## Quoted passage
I still don't entirely follow how the splice and sendmmsg end up on
the same socket.
Also, the sendmmsg in the case on the dashboard is very odd, a vlen of
0x4000000000003bd and flags MSG_MORE | MSG_CONFIRM. But maybe other
runs have more sensible flags here.
The issue appears to be with appending through splicing to an skb that
exceeds the length with fragments, triggering the if (fraggap) branch
to copy some trailer from skb_prev to skb, then appending the spliced
data.
Perhaps not an true fix based on understanding in detail, but one way
out may be to disable splicing if !transhdrlen (which ip_append_data
clears if appending).
Willem de Bruijn <[email protected]> wrote:
> The syzkaller repro runs in threaded mode, so syscalls should not be
> interpreted in order.
I think they are actually ordered. It's kind of weirdly done, though,
flipping back and forth between threads and using futexes for synchronisation.

## Short exercise 1
Answer these about the splice discussion:
(a) Which flags does the sendmmsg call in the dashboard case use?
(b) In what mode does the syzkaller repro run, according to the quoted message?
(c) Under what condition does the writer suggest disabling splicing?
## Short exercise 2
Resume the splice discussion from its last sentence.
The material that follows has no connection to the splice discussion.

## Extracted entries
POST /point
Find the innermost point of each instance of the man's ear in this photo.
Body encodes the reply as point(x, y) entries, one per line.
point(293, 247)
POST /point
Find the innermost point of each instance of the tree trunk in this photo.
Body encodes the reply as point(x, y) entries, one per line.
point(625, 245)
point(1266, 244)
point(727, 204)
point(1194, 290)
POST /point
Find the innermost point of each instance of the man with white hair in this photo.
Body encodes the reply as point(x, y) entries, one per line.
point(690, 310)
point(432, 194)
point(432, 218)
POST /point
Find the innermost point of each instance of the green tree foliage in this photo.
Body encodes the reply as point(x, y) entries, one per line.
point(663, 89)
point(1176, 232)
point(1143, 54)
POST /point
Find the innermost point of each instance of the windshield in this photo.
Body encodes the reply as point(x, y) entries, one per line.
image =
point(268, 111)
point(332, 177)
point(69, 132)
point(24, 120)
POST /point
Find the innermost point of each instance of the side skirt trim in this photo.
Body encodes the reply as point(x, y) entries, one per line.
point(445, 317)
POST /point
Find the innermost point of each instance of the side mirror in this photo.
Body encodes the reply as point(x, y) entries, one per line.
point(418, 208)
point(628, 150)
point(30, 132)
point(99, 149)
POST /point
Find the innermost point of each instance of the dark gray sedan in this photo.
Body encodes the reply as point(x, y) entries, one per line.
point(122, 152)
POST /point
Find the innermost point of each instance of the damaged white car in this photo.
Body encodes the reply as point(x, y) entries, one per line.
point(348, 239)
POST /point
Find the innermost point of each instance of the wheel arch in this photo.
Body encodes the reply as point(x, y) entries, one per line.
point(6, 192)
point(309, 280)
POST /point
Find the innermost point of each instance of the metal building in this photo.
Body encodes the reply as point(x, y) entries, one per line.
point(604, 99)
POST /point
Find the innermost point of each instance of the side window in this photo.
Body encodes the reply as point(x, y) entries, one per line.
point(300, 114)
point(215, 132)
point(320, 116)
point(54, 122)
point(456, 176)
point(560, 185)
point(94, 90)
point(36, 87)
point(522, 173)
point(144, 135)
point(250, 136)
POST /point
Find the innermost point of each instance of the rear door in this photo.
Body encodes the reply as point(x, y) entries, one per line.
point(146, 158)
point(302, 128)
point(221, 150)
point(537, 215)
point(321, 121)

## Expected answer 1
(a) MSG_MORE | MSG_CONFIRM
(b) Threaded mode
(c) If !transhdrlen

## Expected answer 2
David
Hi Willem,
Here's a reduced testcase. I doesn't require anything special; the key is
that the amount of data placed in the packet by the send() - it's related to
the MTU size. It needs to stuff in sufficient data to go over the
fragmentation limit (I think).
In this case, my interface's MTU is 8192. send() is sticking in 8161 bytes of
data and then the output from the aforeposted debugging patch is:
==>splice_to_socket() 6630
udp_sendmsg(8,8)
__ip_append_data(copy=-1,len=8, mtu=8192 skblen=8189 maxfl=8188)
pagedlen 9 = 9 - 0
copy -1 = 9 - 0 - 1 - 9
length 8 -= -1 + 0
__ip_append_data(copy=8172,len=9, mtu=8192 skblen=20 maxfl=8188)
copy=8172 len=9
skb_splice_from_iter(8,9)
__ip_append_data(copy=8164,len=1, mtu=8192 skblen=28 maxfl=8188)
copy=8164 len=1
skb_splice_from_iter(0,1)
__ip_append_data(copy=8164,len=1, mtu=8192 skblen=28 maxfl=8188)
copy=8164 len=1
skb_splice_from_iter(0,1)
__ip_append_data(copy=8164,len=1, mtu=8192 skblen=28 maxfl=8188)
copy=8164 len=1
skb_splice_from_iter(0,1)
__ip_append_data(copy=8164,len=1, mtu=8192 skblen=28 maxfl=8188)
copy=8164 len=1
skb_splice_from_iter(0,1)
copy=8164 len=1
skb_splice_from_iter(0,1)
It looks like send() pushes 1 byte over the fragmentation limit, then the
splice sees -1 crop up, the length to be copied is increased by 1, but
insufficient data is available and we go into an endless loop.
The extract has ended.